> INSTRUCTIONS FOR THE TASK: The entries below are to be repeated exactly, and their pictures left out.

━━ SOURCE RECORDS ━━

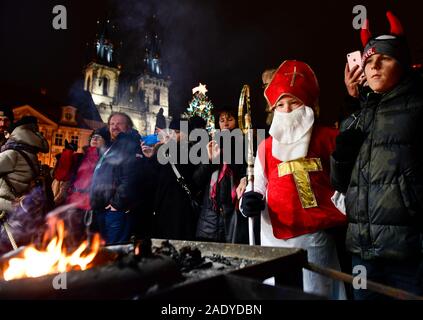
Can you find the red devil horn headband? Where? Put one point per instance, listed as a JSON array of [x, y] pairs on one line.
[[396, 28], [365, 33]]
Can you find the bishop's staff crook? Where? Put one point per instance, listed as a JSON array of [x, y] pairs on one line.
[[244, 121]]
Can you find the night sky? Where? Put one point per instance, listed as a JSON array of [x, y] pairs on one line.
[[222, 43]]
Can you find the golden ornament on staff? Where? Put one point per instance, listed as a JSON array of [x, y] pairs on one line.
[[244, 121]]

━━━

> WRITTEN SOLUTION:
Can you find the red devil horn headband? Where? Put one point per instance, listed as a JSON array of [x, y] pairs on one line.
[[396, 28], [365, 33]]
Can you find the bishop's staff crook? Where? Put one point per instance, listed as a JSON array of [x, y] pairs on one line.
[[244, 121]]
Can you find the night sky? Where? Put one point per instance, listed as a JSON array of [x, y] pairs on one line.
[[222, 43]]
Can you find the golden ornament on staff? Where? Put one point per instance, listed as a JSON array of [x, y] pairs on one line.
[[244, 121]]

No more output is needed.